* BEGIN Supplied entries *

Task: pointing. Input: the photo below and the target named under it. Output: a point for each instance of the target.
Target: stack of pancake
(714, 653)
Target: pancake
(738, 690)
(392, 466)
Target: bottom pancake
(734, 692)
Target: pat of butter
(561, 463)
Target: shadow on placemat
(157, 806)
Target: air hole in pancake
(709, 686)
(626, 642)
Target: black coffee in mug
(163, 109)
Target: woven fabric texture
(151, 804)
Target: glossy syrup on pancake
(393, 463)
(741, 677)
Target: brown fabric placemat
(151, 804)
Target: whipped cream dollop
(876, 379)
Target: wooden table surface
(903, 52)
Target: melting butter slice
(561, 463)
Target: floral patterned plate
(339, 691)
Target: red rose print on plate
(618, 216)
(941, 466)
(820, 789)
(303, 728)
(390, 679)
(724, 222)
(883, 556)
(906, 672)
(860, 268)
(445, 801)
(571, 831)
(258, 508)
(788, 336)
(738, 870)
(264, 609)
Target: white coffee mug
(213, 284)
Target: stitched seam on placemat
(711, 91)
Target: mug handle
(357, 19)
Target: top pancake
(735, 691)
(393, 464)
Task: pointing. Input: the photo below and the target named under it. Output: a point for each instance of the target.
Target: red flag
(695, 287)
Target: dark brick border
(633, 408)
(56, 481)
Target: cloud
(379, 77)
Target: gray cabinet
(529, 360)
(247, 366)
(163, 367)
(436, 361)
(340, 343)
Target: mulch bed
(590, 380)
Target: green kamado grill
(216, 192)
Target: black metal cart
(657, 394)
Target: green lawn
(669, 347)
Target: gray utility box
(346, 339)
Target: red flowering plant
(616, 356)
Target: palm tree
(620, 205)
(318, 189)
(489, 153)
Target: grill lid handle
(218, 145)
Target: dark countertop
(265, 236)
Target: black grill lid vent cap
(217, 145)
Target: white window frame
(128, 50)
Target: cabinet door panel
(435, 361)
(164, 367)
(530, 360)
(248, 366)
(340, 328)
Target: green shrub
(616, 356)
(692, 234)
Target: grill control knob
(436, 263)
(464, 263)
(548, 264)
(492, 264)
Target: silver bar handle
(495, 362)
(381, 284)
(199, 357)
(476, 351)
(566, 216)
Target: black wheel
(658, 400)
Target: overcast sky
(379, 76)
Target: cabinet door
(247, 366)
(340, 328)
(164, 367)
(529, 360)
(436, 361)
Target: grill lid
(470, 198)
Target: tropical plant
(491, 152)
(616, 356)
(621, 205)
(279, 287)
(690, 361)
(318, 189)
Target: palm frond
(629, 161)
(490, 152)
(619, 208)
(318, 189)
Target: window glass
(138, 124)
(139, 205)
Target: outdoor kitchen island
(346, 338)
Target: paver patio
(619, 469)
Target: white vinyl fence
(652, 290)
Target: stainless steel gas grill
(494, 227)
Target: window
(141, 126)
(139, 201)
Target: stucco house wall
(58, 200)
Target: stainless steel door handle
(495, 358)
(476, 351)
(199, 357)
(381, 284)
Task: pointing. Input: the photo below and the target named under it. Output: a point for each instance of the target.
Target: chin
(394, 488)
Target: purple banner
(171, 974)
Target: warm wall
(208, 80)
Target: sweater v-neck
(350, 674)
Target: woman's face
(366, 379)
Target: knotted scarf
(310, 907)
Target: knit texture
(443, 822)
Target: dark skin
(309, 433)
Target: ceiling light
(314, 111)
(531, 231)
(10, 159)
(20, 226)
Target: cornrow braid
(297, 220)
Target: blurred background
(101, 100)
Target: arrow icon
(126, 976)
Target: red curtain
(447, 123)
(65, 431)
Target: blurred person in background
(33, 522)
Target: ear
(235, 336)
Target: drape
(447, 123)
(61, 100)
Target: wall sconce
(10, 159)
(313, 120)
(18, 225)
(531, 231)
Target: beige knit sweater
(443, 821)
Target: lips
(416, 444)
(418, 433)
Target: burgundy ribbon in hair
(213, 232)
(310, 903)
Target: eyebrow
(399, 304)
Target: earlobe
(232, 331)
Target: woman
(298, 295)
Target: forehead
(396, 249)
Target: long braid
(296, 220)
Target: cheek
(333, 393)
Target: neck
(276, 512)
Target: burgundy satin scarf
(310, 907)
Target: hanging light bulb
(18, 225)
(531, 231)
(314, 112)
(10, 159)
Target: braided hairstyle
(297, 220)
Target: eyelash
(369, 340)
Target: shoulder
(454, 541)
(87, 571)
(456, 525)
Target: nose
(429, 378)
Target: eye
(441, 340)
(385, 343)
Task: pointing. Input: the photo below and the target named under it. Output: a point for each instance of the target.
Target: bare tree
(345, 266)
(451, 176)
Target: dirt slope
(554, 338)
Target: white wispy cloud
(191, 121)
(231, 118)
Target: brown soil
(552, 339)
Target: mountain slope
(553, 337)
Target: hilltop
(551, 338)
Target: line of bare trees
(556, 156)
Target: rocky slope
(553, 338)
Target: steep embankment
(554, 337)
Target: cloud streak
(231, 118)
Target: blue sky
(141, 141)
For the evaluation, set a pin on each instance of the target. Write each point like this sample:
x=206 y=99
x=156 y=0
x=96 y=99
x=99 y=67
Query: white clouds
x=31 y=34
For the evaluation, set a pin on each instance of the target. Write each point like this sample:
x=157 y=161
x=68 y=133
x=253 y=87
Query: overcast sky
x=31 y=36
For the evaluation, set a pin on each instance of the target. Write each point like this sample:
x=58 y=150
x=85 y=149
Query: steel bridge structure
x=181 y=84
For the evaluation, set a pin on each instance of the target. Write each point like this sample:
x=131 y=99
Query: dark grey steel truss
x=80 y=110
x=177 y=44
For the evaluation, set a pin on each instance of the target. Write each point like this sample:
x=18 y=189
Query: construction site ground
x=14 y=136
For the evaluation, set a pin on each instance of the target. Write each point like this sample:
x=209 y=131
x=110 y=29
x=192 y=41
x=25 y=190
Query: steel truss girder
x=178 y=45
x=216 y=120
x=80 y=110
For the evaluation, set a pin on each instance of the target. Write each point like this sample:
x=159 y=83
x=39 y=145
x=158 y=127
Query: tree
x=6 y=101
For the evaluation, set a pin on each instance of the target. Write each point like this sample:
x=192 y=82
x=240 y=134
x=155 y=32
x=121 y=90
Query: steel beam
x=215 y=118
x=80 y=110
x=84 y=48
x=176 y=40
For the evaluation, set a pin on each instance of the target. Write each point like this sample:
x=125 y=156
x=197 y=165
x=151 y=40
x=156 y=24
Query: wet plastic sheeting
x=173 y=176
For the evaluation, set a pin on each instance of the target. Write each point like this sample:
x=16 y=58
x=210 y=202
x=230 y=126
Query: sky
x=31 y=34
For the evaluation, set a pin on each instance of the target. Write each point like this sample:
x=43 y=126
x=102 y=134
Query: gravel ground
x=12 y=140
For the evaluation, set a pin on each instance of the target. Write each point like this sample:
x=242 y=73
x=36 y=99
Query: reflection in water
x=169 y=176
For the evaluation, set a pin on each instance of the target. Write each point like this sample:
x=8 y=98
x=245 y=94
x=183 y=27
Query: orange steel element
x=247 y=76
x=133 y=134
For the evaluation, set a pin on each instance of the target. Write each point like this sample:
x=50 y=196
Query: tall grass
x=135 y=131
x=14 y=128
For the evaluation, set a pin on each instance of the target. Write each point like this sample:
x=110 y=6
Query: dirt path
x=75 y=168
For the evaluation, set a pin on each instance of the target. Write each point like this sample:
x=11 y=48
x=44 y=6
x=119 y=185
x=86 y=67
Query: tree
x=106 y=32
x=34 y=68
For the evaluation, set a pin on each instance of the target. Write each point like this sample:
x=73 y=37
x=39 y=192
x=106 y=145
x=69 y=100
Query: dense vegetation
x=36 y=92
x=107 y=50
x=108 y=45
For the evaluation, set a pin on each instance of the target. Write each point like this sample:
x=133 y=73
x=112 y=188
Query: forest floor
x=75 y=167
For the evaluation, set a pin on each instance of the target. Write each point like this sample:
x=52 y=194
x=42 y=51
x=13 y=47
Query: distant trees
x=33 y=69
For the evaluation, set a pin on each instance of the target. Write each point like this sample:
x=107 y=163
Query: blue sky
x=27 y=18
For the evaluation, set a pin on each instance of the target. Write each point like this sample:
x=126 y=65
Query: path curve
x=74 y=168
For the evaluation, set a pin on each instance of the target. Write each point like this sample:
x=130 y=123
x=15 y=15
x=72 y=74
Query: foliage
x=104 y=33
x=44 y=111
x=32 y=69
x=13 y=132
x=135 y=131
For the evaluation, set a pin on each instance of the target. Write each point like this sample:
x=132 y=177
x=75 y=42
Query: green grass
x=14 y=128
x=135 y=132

* END Supplied entries *

Display each line of the data above that contains the string "green", copied in full. Treat the match as case-sensitive.

*Solution below*:
Target: green kamado grill
Target: green lawn
Target: green shrub
Query: green grass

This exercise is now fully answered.